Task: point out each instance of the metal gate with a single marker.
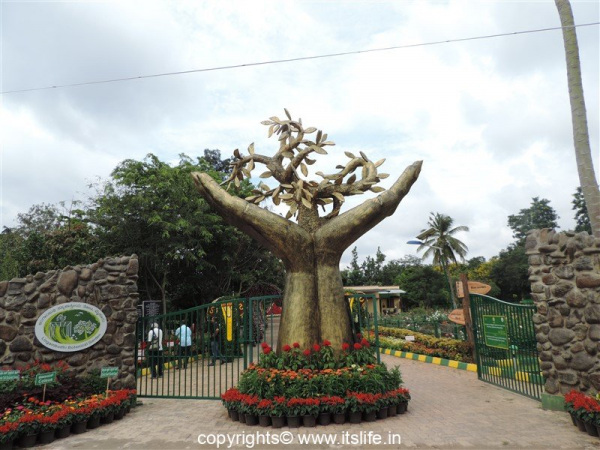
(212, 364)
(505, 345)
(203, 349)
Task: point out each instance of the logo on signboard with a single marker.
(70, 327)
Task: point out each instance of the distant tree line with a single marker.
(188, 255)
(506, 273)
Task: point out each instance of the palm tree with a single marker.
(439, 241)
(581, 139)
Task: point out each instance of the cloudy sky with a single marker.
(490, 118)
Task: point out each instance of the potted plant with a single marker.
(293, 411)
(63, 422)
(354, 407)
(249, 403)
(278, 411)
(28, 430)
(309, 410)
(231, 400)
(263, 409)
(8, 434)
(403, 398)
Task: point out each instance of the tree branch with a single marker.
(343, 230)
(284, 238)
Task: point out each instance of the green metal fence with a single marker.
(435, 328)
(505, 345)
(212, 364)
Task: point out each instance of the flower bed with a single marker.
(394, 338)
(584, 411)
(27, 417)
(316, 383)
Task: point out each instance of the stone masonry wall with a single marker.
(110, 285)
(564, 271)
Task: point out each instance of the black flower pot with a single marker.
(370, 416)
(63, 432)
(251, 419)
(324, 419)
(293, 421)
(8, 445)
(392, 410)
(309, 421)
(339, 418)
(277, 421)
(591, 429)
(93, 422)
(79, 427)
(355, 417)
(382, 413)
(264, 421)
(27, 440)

--

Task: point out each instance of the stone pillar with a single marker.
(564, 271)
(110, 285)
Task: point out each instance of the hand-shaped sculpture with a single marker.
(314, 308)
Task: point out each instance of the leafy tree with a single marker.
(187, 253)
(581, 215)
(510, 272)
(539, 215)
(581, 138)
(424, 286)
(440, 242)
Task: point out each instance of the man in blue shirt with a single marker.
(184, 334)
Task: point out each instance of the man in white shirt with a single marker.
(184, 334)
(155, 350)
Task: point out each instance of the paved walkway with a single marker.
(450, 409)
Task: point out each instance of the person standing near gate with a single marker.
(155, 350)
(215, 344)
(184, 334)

» GOAL
Count the lines in the listing above that contain the string "metal". Give only the number.

» TASK OUTPUT
2